Challenge:
Write out all the data again, exactly as it stands.

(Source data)
■ ■ ■
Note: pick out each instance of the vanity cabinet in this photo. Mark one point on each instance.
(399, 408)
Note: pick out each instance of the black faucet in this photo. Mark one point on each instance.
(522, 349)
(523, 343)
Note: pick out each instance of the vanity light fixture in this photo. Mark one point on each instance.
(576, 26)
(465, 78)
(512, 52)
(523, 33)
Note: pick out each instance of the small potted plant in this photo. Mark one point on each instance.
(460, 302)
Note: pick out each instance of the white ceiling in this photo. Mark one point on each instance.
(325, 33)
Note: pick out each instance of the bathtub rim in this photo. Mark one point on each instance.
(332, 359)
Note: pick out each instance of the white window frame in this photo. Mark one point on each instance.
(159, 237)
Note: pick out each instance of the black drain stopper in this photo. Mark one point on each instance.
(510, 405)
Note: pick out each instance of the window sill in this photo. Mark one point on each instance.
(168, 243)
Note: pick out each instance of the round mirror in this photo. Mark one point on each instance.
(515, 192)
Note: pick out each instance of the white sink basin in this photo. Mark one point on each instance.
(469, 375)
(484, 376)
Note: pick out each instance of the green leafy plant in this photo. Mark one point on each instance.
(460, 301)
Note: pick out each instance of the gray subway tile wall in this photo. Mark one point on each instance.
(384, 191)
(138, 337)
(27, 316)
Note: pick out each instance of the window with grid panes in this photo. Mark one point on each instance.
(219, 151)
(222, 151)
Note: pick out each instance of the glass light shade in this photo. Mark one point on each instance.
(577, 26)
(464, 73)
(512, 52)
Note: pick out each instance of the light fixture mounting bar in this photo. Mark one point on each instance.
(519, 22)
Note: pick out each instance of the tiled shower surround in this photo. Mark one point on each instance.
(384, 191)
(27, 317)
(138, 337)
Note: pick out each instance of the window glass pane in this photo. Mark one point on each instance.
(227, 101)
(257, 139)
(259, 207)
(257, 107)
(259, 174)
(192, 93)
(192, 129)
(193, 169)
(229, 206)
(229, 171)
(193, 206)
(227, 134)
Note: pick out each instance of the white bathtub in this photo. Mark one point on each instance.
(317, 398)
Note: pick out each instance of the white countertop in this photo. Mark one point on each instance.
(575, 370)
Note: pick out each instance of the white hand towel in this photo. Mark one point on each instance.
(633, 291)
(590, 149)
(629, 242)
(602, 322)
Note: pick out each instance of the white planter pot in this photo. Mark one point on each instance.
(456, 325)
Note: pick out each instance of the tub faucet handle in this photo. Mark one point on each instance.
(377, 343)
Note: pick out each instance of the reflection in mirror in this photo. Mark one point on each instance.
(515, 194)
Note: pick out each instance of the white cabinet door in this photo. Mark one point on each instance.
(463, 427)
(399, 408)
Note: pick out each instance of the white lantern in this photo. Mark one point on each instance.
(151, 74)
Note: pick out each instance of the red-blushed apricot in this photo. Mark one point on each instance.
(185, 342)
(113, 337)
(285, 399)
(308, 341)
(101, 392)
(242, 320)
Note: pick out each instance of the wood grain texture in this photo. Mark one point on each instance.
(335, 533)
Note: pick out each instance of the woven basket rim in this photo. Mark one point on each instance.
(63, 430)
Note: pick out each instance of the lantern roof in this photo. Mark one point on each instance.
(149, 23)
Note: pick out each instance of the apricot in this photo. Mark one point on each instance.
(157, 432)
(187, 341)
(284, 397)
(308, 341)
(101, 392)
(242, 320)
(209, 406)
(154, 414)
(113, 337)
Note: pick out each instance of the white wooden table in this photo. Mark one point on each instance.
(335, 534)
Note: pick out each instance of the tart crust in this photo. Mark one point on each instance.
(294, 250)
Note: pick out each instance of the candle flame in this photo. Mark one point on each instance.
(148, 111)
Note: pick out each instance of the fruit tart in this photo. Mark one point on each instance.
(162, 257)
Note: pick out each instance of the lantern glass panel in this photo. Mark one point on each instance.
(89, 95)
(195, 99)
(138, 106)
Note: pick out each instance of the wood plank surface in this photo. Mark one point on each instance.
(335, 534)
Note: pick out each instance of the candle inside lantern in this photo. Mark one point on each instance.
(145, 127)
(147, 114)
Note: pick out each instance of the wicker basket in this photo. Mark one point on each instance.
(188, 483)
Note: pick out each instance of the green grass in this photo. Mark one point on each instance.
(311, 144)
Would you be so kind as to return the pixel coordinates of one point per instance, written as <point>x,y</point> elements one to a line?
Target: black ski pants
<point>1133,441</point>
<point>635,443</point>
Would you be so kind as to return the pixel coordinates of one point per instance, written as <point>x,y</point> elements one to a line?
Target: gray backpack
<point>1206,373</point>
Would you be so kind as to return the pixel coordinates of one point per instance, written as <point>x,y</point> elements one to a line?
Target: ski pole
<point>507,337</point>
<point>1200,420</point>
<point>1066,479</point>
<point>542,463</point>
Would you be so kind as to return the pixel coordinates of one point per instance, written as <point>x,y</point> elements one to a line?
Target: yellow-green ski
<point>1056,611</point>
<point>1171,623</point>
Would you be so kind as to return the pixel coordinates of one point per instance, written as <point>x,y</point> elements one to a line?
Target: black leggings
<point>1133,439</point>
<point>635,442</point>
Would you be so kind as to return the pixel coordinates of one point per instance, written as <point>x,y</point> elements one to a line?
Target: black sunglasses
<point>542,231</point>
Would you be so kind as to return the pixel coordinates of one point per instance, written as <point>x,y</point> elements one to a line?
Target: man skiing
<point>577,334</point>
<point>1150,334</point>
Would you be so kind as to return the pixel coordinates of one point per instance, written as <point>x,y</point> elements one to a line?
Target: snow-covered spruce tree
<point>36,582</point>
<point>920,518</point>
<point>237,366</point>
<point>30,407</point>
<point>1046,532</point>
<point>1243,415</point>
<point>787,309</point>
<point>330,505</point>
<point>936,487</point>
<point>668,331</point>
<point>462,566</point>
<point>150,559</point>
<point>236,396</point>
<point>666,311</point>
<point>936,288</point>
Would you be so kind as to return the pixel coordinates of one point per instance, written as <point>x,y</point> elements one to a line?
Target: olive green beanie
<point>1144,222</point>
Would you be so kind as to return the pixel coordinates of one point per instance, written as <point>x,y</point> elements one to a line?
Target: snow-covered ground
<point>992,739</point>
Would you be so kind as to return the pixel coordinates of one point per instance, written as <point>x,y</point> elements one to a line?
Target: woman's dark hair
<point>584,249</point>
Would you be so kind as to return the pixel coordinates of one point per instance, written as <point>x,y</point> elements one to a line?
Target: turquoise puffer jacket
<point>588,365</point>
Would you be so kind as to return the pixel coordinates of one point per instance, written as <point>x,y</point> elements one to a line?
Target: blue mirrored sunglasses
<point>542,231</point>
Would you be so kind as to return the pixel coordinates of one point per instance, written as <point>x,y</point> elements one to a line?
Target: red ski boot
■ ■ ■
Task solution:
Note: pick out each instance of the vanity cabinet in this photo. Mark one point on each instance.
(399, 408)
Note: pick out each instance of the black faucet in this photo. Mark one point on each instance.
(522, 349)
(523, 343)
Note: pick out each instance of the vanity light fixture in this photo. Mark one point on each instance.
(576, 26)
(465, 78)
(512, 52)
(523, 33)
Note: pick out each instance of the small potted plant in this photo. Mark one point on each instance.
(460, 302)
Note: pick out each instance of the white ceiling in this photo. Mark one point on each instance.
(325, 33)
Note: pick out each instance of the bathtub rim in this photo. Mark one point on each instance.
(332, 359)
Note: pick out each instance of the white window frame in this photo. Mark one point on each instance.
(159, 237)
Note: pick out each instance of the black drain stopper in this photo. Mark one point on each instance.
(510, 405)
Note: pick out each instance of the window sill in this photo. Mark one point on each instance.
(168, 243)
Note: pick out each instance of the round mirror in this photo. Mark one point on each instance.
(515, 192)
Note: pick out each instance of the white sink basin in this photo. Mark one point on each instance.
(469, 375)
(484, 376)
Note: pick out each instance of the green leafy plant in this photo. Mark one point on each instance.
(460, 301)
Note: pick out each instance of the gray subway tile wall in this photo. Mark one point on each instance.
(384, 191)
(138, 337)
(27, 316)
Note: pick out each instance of the window with grid panes in this photo. Mark one point on each instance.
(219, 151)
(222, 151)
Note: pick out each instance of the glass light shade in this photo. Mark one point on each instance.
(577, 26)
(464, 73)
(512, 52)
Note: pick out each instance of the light fixture mounting bar in this photo. Mark one point on each instance.
(519, 22)
Note: pick out each instance of the tiled shower surround in this photo. Mark one point on each instance.
(384, 191)
(27, 317)
(138, 337)
Note: pick out each instance of the window glass pane in this photo. Mark one point on each instance.
(227, 101)
(257, 139)
(259, 207)
(257, 107)
(259, 174)
(192, 93)
(192, 129)
(193, 169)
(229, 206)
(229, 171)
(193, 206)
(227, 134)
Note: pick out each instance of the white bathtub in this photo. Mark one point on each instance.
(317, 398)
Note: pick out each instance of the white countertop in this photo. Mark one point on each instance.
(575, 370)
Note: pick out each instance of the white hand towel in this photo. Mark one point on each instance.
(633, 291)
(590, 149)
(629, 242)
(602, 322)
Note: pick out each instance of the white planter pot in this photo. Mark one point on each instance.
(456, 325)
Note: pick out each instance of the tub faucet handle in this photo. Mark one point on each instance.
(377, 343)
Note: pick out each instance of the reflection in mirror in this photo. Mark one point on each instance.
(515, 194)
Note: pick out each instance of the white cabinet door in this photo. Mark one point on each instance.
(463, 427)
(399, 408)
Note: pick out each instance of the white lantern in this photo. Mark one point on each instance.
(151, 74)
Note: pick out each instance of the red-blushed apricot in this photo. Mark one point on each instance.
(185, 342)
(113, 337)
(285, 399)
(308, 341)
(101, 392)
(242, 320)
Note: pick out each instance of the wood grain texture in this photo. Mark one point on each instance.
(335, 533)
Note: pick out each instance of the woven basket rim in this photo. Mark one point on each instance.
(63, 430)
Note: pick out each instance of the lantern roof in this photo. Mark one point on each instance.
(149, 23)
Note: pick out each instance of the apricot in this photo. Mark one point on each instance.
(157, 432)
(187, 341)
(284, 397)
(308, 341)
(101, 392)
(242, 320)
(209, 406)
(154, 414)
(113, 337)
Note: pick out each instance of the white wooden table in this photo. Mark one point on each instance.
(335, 534)
Note: pick out each instance of the tart crust in this photo. Mark one point on each instance.
(294, 250)
Note: pick out each instance of the candle flame in this photo. Mark one point on each instance.
(148, 111)
Note: pick out each instance of the fruit tart in this photo. Mark one point on each instance.
(162, 257)
Note: pick out each instance of the lantern glass panel in this photo. Mark one point on each instance.
(89, 95)
(195, 99)
(138, 106)
Note: pick out each instance of the wood plank surface in this photo. Mark one point on each instance.
(335, 534)
Note: pick out each instance of the candle inside lantern in this photo. Mark one point on each instance.
(145, 127)
(147, 114)
Note: pick out each instance of the wicker basket in this photo. Mark one point on each instance.
(188, 483)
Note: pick out each instance of the green grass in this photo. Mark one point on each instance.
(311, 144)
Would you be so kind as to return the pixel coordinates of one point per instance, written as <point>x,y</point> elements one to a line?
Target: black ski pants
<point>1133,441</point>
<point>635,443</point>
Would you be so kind as to return the pixel coordinates of one point per instance, written as <point>x,y</point> elements one to a line?
Target: gray backpack
<point>1206,373</point>
Would you be so kind as to return the pixel coordinates of one point per instance, written as <point>x,y</point> elements one to a line?
Target: ski pole
<point>507,337</point>
<point>1200,420</point>
<point>1066,479</point>
<point>542,463</point>
Would you be so kind as to return the pixel coordinates of one point per instance, written as <point>x,y</point> elements one to a line?
Target: yellow-green ski
<point>1056,611</point>
<point>1171,623</point>
Would you be so kind as to return the pixel coordinates of one point per instance, written as <point>x,y</point> elements one to a line?
Target: black leggings
<point>1133,439</point>
<point>635,442</point>
Would you be so kind as to return the pixel coordinates of one point per instance, written as <point>x,y</point> elements one to a line?
Target: black sunglasses
<point>542,231</point>
Would you be so kind as to return the pixel coordinates of one point per instance, written as <point>x,y</point> elements one to a line?
Target: man skiing
<point>577,334</point>
<point>1150,334</point>
Would you be so kind as to return the pixel coordinates of one point per instance, written as <point>x,y</point> elements one to a line?
Target: snow-covered spruce tree
<point>36,582</point>
<point>920,518</point>
<point>237,366</point>
<point>30,407</point>
<point>1046,532</point>
<point>1243,415</point>
<point>787,309</point>
<point>330,505</point>
<point>936,487</point>
<point>668,331</point>
<point>462,566</point>
<point>150,559</point>
<point>236,396</point>
<point>666,311</point>
<point>936,288</point>
Would you be so kind as to return the pixel coordinates of one point per instance, written as <point>x,y</point> elements one to a line?
Target: olive green beanie
<point>1144,222</point>
Would you be so kind as to return the pixel coordinates of one point per instance, written as <point>x,y</point> elements one to a line?
Target: snow-covered ground
<point>992,739</point>
Would you be so kind as to return the pixel coordinates of one point per instance, written as <point>x,y</point> elements one to a line?
Target: woman's dark hair
<point>584,249</point>
Would you be so kind as to return the pixel coordinates of one point per instance, written as <point>x,y</point> elements one to a line?
Target: turquoise puffer jacket
<point>588,365</point>
Would you be so kind as to return the pixel coordinates of one point per instance, written as <point>x,y</point> elements one to a line?
Target: blue mirrored sunglasses
<point>542,231</point>
Would you be so kind as to return the pixel coordinates of one point per instance, written as <point>x,y</point> elements one to a line?
Target: red ski boot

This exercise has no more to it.